> _ACTION ITEM_
With the line containing "stripe, with integer pixel coordinates." as the starting point, output every line of the data below through its final line, character for character.

> _Referring expression data_

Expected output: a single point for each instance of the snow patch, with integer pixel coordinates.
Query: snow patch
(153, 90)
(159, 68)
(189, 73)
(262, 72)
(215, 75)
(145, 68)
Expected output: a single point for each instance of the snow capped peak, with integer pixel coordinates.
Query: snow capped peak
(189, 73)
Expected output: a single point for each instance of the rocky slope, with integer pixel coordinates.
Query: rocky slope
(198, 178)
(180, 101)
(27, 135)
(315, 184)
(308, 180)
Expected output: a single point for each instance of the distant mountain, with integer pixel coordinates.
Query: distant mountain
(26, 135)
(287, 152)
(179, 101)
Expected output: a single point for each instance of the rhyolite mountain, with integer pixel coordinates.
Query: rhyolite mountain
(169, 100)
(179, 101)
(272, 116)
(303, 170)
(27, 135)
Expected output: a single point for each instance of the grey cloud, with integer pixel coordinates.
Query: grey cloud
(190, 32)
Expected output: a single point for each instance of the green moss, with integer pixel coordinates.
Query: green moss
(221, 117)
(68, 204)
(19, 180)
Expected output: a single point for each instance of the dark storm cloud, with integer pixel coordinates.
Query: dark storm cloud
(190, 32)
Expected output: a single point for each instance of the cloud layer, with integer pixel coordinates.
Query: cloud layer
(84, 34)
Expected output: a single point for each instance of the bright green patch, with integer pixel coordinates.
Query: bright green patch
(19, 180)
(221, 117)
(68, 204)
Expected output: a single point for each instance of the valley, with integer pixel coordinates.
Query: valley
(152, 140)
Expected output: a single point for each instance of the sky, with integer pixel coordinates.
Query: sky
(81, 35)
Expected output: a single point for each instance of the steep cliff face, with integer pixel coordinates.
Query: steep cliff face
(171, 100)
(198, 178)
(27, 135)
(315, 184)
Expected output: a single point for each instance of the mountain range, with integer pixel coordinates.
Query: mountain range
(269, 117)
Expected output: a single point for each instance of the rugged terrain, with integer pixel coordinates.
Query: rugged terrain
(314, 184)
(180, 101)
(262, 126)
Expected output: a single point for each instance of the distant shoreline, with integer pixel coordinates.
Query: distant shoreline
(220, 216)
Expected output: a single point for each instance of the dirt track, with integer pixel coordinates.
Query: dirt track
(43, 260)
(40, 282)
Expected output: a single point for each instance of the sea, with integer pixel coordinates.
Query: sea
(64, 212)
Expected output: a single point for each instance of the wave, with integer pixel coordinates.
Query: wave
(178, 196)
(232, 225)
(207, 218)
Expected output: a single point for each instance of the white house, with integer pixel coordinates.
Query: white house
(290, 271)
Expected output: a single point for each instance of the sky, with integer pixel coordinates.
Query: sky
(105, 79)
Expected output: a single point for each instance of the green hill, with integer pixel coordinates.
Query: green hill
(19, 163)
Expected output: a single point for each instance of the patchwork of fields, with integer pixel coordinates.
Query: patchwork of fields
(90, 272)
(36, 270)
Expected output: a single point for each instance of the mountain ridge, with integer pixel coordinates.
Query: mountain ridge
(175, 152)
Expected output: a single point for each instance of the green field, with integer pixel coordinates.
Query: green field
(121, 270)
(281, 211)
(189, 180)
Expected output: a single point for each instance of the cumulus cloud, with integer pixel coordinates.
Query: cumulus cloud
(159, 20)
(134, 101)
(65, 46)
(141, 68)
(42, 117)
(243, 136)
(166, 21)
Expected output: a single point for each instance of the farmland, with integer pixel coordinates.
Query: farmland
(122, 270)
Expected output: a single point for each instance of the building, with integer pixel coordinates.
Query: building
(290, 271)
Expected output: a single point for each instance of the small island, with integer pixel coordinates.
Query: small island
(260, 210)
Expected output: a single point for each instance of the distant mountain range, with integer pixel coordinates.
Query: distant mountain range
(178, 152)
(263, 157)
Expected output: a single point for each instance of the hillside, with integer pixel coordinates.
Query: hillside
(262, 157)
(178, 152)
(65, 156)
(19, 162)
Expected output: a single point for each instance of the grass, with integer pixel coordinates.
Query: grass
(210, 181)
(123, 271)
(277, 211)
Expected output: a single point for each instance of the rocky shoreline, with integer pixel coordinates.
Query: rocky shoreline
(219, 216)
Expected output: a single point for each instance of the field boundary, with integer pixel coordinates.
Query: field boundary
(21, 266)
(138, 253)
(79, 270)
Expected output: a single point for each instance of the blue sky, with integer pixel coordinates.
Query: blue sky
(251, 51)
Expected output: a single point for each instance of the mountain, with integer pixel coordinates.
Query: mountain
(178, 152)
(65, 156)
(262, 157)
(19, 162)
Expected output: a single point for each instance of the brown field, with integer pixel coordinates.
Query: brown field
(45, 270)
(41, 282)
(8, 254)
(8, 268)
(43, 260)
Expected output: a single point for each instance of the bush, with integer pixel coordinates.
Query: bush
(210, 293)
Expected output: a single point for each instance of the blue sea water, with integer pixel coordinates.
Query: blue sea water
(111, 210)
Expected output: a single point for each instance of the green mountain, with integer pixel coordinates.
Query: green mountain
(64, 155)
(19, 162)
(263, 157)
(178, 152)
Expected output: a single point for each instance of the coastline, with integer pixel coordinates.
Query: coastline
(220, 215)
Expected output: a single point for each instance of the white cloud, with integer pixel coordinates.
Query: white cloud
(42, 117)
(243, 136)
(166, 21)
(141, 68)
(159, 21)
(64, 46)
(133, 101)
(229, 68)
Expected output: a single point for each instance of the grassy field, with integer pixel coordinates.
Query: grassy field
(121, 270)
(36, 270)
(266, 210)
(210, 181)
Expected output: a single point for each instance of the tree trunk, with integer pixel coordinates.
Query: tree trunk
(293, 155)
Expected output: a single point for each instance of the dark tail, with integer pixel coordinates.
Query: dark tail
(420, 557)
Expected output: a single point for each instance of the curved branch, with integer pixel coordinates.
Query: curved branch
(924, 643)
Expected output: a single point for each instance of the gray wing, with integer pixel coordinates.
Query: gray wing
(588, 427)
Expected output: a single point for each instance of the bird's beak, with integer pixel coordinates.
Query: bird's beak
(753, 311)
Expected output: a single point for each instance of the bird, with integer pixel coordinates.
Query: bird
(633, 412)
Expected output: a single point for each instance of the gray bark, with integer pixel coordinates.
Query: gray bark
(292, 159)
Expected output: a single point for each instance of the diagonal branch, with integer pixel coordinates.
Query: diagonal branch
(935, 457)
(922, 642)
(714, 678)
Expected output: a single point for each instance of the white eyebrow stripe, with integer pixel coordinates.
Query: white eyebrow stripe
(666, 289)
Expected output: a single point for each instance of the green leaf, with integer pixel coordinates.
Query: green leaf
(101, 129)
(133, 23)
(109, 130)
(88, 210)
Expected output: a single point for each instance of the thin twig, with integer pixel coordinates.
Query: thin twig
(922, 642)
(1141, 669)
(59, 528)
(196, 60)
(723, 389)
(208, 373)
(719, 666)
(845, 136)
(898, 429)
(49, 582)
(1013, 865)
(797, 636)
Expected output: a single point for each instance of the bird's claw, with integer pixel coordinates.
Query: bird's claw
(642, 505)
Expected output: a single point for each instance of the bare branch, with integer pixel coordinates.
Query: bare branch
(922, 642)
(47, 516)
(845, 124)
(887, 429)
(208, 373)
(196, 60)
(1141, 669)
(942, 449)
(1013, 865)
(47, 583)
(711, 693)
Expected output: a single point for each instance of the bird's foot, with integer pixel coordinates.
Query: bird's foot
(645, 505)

> _YOUR RESPONSE_
Expected output: a single point for each instance of the white eyebrow stripe, with integer pixel coordinates.
Query: white eyebrow stripe
(666, 289)
Expected output: a single point for each instance of the green leaf, with integer pixel coordinates.
Query: green leaf
(101, 129)
(133, 23)
(109, 130)
(88, 210)
Expected output: a single point for each instance of the thin twig, with integer pixel coordinates.
Query: thin twig
(922, 642)
(1141, 669)
(59, 528)
(196, 60)
(723, 389)
(208, 373)
(719, 666)
(845, 136)
(898, 429)
(49, 582)
(1013, 865)
(797, 636)
Expected output: a single point for each instance of the bird's claw, with integer pixel coordinates.
Query: bird's claw
(642, 505)
Expected output: a single point for each instance of the bare branch, with integer pixel coordinates.
Query: bare branch
(922, 642)
(47, 516)
(845, 124)
(887, 429)
(208, 373)
(196, 60)
(1141, 669)
(942, 449)
(1013, 865)
(47, 583)
(711, 693)
Expected output: a single point for each instance of the bird's foot, with integer pixel coordinates.
Query: bird's foot
(645, 505)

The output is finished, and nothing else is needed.